-------- Excerpt --------

HIV-positive and pregnant
At the onset of the HIV and AIDS pandemic in the 1980s in Jamaica, being HIV-positive was considered a death sentence, and the truth is that a number of people died in the early years of the pandemic. Fear, anxiety, uncertainties, homophobia, stigma, and discrimination led the way as people at all levels of society went more into panic mode, rather than showed genuine care and support for the infected and affected.
Indeed, with still much uncertainty about the treatment required and phobia relating to the idea that this was a homosexual or gay disease, in a context in which fear of homosexuality is like a pandemic by itself, those who were infected were condemned twice. That is, they were infected with a virus that would most certainly lead to their death with complications from AIDS, bearing in mind that even in death some religious leaders and groups would not conduct their funerals, and the stigma relating to spiritual, social, ideological, economic, and political engagements.

--------

Tasks and exercises —
(1) According to the passage on HIV in Jamaica, in what decade did the HIV and AIDS pandemic begin there?
(2) Write a continuation of the passage on HIV in Jamaica, picking up after its last sentence.
The records that follow the passage form separate material, unrelated to it.

-------- Entries provided --------

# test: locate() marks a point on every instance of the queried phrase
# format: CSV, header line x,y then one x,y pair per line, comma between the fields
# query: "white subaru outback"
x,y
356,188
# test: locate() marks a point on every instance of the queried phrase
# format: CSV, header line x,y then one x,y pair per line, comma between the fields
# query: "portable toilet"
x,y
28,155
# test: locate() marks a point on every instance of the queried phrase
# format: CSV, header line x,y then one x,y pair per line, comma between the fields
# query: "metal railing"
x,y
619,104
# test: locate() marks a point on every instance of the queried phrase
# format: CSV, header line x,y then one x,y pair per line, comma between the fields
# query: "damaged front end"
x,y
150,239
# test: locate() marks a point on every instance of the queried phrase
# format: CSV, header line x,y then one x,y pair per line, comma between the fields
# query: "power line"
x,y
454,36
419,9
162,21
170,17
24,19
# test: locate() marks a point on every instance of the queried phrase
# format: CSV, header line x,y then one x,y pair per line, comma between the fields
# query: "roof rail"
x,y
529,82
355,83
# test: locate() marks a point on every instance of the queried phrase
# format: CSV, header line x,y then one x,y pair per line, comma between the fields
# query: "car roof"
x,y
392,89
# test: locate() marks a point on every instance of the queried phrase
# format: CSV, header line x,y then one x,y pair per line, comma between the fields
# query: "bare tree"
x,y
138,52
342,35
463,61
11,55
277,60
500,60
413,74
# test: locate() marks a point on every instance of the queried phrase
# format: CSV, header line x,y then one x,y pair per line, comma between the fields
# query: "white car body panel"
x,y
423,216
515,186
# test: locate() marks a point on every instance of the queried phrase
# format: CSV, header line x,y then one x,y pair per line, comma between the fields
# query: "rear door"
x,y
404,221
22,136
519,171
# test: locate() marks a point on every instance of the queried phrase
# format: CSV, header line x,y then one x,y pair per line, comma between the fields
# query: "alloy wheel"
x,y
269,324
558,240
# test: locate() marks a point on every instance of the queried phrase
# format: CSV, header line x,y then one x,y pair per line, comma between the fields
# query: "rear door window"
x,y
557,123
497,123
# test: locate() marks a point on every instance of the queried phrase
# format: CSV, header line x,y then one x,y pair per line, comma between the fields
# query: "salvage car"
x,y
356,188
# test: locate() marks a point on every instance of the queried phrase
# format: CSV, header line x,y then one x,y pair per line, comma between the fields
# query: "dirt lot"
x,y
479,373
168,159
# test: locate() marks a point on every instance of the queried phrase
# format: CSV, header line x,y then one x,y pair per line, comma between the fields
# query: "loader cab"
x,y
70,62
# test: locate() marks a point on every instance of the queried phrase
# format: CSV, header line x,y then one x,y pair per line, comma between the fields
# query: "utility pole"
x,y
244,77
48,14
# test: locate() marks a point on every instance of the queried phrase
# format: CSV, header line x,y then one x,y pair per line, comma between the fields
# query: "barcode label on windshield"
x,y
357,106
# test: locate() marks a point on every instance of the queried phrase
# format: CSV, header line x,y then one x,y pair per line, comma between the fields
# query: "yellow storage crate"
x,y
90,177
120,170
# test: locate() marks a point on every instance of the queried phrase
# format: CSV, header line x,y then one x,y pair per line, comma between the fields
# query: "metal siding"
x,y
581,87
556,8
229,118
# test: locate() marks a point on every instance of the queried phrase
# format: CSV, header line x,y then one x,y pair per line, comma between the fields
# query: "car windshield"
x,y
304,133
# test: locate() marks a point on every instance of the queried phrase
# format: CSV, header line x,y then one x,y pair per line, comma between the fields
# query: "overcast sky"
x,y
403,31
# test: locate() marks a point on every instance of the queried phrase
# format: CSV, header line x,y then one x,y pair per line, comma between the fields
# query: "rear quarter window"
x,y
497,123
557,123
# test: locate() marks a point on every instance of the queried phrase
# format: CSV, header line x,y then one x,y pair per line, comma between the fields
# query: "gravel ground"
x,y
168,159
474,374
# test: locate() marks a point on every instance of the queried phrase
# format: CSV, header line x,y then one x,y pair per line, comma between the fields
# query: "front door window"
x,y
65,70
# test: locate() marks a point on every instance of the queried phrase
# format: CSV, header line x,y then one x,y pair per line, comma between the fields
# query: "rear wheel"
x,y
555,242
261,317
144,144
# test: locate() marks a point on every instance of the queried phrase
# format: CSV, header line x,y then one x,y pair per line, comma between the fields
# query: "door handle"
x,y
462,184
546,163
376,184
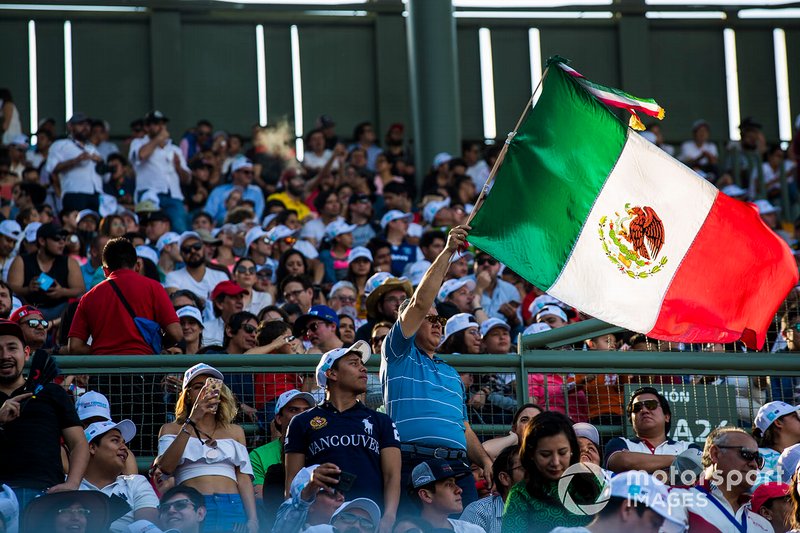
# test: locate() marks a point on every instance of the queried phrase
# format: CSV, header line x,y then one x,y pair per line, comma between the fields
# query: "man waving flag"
x,y
586,209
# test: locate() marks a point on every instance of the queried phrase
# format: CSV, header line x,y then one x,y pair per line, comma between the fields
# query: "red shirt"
x,y
102,316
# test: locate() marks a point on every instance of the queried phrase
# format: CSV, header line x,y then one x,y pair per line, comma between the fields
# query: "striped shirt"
x,y
424,396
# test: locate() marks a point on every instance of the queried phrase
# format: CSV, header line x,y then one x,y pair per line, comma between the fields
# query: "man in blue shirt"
x,y
423,394
346,433
242,177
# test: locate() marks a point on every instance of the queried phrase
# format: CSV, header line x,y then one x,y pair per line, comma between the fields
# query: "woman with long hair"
x,y
203,449
549,447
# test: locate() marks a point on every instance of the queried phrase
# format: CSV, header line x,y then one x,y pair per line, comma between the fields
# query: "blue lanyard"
x,y
739,526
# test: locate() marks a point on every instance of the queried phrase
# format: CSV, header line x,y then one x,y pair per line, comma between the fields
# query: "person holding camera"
x,y
73,161
363,443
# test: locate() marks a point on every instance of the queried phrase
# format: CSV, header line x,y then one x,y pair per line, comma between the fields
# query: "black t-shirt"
x,y
30,446
352,440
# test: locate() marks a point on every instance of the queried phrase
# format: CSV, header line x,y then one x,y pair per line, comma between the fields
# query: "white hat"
x,y
393,215
200,369
338,227
252,236
367,505
492,323
293,394
190,311
30,231
147,253
587,430
165,240
641,487
769,412
452,285
328,358
10,229
458,322
125,427
93,404
359,252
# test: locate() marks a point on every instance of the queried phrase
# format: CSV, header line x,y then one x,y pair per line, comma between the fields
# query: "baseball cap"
x,y
200,369
241,163
227,288
769,412
165,240
458,322
191,311
126,427
452,285
93,404
293,394
10,229
365,504
328,358
643,488
587,430
359,252
492,323
393,215
431,471
768,491
321,312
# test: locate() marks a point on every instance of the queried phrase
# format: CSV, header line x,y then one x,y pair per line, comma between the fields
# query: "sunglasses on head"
x,y
651,405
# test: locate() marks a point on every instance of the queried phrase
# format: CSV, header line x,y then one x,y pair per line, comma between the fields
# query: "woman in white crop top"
x,y
204,450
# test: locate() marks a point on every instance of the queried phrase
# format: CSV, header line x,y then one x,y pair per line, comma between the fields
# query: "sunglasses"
x,y
651,405
196,247
436,319
37,322
178,505
747,455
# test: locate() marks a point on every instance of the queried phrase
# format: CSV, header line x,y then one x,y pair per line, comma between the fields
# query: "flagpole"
x,y
502,154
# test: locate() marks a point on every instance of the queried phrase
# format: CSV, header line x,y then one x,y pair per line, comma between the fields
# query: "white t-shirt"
x,y
158,172
135,490
81,178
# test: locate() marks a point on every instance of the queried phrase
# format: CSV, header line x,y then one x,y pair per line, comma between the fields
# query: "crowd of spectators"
x,y
208,245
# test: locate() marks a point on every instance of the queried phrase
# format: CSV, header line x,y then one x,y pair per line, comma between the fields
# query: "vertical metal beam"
x,y
433,64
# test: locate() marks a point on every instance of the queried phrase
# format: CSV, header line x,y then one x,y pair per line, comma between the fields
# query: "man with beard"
x,y
32,428
71,163
47,279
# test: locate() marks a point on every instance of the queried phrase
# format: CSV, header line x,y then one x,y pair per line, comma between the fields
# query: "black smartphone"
x,y
346,480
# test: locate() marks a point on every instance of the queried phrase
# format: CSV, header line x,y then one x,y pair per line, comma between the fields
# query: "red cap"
x,y
229,288
768,491
22,312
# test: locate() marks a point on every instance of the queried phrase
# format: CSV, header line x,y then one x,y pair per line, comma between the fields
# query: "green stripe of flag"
x,y
555,167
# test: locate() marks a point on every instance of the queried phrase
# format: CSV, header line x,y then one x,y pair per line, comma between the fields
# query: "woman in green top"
x,y
549,447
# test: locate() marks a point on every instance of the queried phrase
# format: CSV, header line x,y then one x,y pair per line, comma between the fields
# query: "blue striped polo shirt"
x,y
424,396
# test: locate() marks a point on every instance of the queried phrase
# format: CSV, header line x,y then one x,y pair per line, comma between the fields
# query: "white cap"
x,y
293,394
452,285
93,404
168,238
458,322
328,358
252,236
147,253
393,215
641,487
338,227
191,311
30,231
587,430
358,252
492,323
125,427
769,412
200,369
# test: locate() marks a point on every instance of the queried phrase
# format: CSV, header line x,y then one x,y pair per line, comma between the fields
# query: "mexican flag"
x,y
586,209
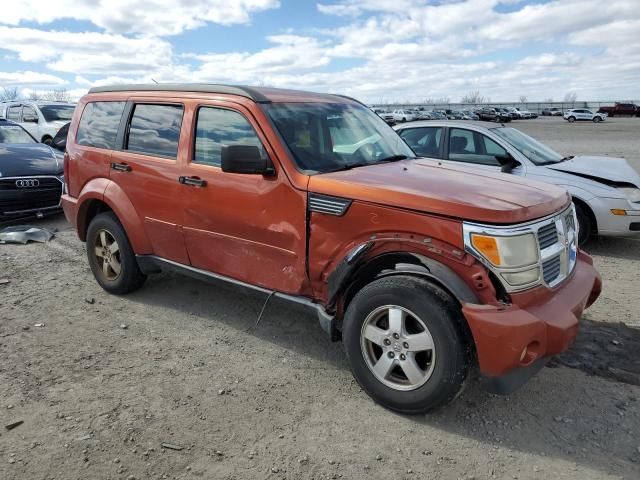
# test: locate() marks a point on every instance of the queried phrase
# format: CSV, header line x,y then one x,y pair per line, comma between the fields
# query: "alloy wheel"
x,y
107,254
398,347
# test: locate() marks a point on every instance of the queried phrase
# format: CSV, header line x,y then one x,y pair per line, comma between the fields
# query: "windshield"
x,y
532,149
52,113
14,134
325,137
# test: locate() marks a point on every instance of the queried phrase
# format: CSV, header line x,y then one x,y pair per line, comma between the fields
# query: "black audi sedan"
x,y
31,174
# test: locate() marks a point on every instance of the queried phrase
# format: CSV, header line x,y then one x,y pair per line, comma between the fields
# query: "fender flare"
x,y
112,195
354,264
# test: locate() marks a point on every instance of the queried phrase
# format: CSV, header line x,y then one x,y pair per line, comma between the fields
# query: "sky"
x,y
379,51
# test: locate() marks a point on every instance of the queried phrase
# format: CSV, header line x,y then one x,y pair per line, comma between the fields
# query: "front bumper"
x,y
539,323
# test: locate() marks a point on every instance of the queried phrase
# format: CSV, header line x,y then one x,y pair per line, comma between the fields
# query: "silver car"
x,y
605,190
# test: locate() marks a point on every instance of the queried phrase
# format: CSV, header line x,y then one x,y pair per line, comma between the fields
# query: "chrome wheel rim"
x,y
398,347
107,253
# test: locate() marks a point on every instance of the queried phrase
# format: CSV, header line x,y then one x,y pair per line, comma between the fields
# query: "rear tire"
x,y
421,353
111,257
585,225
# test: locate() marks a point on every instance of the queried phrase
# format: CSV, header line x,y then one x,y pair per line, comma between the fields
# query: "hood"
x,y
28,159
428,186
608,168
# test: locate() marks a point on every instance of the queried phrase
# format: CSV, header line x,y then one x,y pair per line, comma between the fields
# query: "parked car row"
x,y
493,114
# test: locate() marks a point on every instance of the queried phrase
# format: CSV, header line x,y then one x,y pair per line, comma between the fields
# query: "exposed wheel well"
x,y
400,263
587,209
87,213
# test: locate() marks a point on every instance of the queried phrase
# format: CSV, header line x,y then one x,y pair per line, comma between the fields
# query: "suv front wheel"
x,y
406,345
111,257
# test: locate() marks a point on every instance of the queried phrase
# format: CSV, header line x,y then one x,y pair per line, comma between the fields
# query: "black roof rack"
x,y
240,90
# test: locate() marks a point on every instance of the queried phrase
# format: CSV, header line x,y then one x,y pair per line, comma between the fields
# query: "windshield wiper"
x,y
392,158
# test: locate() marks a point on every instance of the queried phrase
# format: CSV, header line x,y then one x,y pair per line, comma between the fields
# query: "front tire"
x,y
406,344
111,257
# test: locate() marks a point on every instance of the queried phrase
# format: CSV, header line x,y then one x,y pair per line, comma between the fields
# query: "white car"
x,y
41,119
605,190
404,115
583,114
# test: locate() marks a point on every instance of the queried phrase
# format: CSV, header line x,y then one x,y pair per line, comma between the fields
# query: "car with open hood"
x,y
420,269
42,119
605,190
31,174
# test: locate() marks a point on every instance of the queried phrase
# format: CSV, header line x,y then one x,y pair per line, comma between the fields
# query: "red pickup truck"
x,y
621,109
423,270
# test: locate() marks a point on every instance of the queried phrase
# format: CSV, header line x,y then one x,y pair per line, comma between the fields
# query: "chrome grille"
x,y
16,200
329,205
557,240
547,236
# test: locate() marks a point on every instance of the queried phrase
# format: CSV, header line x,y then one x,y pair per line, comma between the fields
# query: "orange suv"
x,y
422,270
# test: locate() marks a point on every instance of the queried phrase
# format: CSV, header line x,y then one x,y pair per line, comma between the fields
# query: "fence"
x,y
535,107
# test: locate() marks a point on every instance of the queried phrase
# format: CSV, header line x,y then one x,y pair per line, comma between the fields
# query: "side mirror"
x,y
245,159
507,162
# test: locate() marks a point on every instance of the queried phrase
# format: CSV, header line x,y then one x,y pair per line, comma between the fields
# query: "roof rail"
x,y
239,90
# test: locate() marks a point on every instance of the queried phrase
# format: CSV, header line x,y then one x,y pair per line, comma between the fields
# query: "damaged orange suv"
x,y
422,270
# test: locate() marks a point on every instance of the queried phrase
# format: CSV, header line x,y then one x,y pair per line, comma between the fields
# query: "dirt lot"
x,y
107,380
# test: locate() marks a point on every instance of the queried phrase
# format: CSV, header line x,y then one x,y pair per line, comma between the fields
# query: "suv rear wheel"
x,y
405,344
111,257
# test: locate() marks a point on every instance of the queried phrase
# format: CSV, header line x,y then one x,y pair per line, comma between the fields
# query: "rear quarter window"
x,y
99,124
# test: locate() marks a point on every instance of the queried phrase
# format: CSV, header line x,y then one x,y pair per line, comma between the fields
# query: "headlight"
x,y
632,194
507,252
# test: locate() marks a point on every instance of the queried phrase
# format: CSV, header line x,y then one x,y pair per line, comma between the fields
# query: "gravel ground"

--------

Per-task outputs —
(1) The 1980s.

(2)
The consensus is that these were the dark ages of the pandemic, and yet there were numerous signs of hope as people risked their lives to intervene in order to care for the infected and affected.
Stigma and discrimination
Fast-forward to 2023 and one would think that, with advances in science, research, development, and almost 100 per cent increase in knowledge, attitude, and behaviour, the level of stigma and discrimination towards people living with HIV, their families and loved ones would change. Not so.
Recently, I was informed that JN+ has data, through their stigma index, indicating that women in Jamaica who are HIV-positive are being sterilised or deprived of the possibility of getting pregnant due to the very wrong and harmful perception that they are not to give birth to children due to the risk of passing HIV to the unborn child.
I am grateful, not just to scientific and medical advances, but to an Anglican priest, Canon Gideon Byamugisha from Uganda, who, in 1992, became the first religious leader in Africa to publicly announce that he was HIV-positive. Years later, at the time we spoke, on the occasion of a visit to Jamaica and the United Theological College of the West Indies, where he addressed an audience of students, faculty and various stakeholders in the fight against HIV, Canon Gideon indicated he and his wife Pamela (who is also HIV-positive) have two daughters whose names are Love and Gift, who are HIV-negative. The issue of why there would be a need to sterilise women of child-bearing age without their consent raises not just concern about stigma and discrimination, but also worry about the state of human rights and social justice in our beloved country.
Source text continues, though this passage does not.